[YOUR INSTRUCTIONS] Begin at the line that has "Segment office background" and stop after the line that has "[743, 263, 823, 320]". Write out only the data in that range, requests included, and adjust every bounding box coordinate in the answers by adding -129.
↓↓↓
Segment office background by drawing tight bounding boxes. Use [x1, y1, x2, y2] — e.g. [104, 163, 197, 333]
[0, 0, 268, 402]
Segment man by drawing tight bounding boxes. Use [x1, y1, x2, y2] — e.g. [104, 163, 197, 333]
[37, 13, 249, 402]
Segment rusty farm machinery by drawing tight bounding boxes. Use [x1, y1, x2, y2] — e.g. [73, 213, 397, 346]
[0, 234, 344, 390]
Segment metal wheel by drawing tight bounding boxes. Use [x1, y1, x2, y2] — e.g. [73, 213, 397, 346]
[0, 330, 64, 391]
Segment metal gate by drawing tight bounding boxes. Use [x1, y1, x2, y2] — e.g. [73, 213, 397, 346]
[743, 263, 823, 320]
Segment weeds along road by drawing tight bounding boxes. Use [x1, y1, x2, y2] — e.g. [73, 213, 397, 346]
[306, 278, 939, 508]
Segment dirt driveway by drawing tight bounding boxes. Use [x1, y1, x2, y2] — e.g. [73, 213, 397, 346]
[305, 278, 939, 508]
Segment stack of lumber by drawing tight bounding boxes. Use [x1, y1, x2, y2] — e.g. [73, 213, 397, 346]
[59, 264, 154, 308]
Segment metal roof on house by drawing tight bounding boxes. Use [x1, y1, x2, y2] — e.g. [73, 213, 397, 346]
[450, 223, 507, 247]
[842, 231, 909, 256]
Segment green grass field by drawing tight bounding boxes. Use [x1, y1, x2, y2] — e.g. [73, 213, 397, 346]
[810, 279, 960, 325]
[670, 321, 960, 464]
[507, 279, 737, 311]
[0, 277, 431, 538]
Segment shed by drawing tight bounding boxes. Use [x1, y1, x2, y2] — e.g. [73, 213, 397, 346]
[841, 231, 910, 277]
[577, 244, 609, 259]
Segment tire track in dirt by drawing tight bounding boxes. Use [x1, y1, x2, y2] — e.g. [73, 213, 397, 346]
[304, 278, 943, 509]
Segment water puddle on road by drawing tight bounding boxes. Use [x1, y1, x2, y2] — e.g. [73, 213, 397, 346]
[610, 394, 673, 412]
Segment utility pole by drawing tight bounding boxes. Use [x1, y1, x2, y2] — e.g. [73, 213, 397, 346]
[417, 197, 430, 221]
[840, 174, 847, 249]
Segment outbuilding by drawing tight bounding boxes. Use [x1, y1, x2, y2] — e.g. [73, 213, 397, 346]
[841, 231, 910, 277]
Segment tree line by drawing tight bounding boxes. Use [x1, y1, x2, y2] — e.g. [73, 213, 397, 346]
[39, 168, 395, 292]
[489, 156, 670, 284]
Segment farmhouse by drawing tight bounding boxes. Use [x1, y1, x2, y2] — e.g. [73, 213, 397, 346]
↑↑↑
↓↓↓
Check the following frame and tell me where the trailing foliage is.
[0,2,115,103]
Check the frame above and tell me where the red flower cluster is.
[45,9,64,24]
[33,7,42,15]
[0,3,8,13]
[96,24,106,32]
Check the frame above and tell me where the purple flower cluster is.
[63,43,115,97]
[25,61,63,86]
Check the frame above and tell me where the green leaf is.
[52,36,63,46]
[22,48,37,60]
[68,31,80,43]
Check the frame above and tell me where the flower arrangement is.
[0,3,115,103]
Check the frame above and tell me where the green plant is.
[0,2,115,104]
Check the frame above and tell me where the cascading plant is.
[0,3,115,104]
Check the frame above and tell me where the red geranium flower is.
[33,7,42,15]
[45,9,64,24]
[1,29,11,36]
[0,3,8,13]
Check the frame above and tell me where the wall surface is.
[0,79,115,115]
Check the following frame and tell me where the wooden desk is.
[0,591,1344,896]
↑↑↑
[WRITTEN SOLUTION]
Segment office background by drawing tight bounding boxes. Use [x1, y1, x2, y2] — e.g. [104, 163, 197, 333]
[-129, -129, 139, 273]
Segment man by drawing tight bounding boxes. Use [x1, y1, x2, y2] — e.g. [104, 163, 197, 333]
[-92, -116, 120, 273]
Segment rusty farm machinery by drawing tight bounding boxes. Use [x1, y1, x2, y2] — e.g. [73, 213, 397, 346]
[-129, 105, 215, 261]
Segment metal wheel by drawing tight bounding boxes. Use [x1, y1, x2, y2] — e.g. [73, 213, 397, 346]
[-129, 201, -65, 262]
Segment metal gate by drawing tight bounding boxes. Use [x1, y1, x2, y2] — e.g. [73, 213, 397, 346]
[614, 134, 694, 191]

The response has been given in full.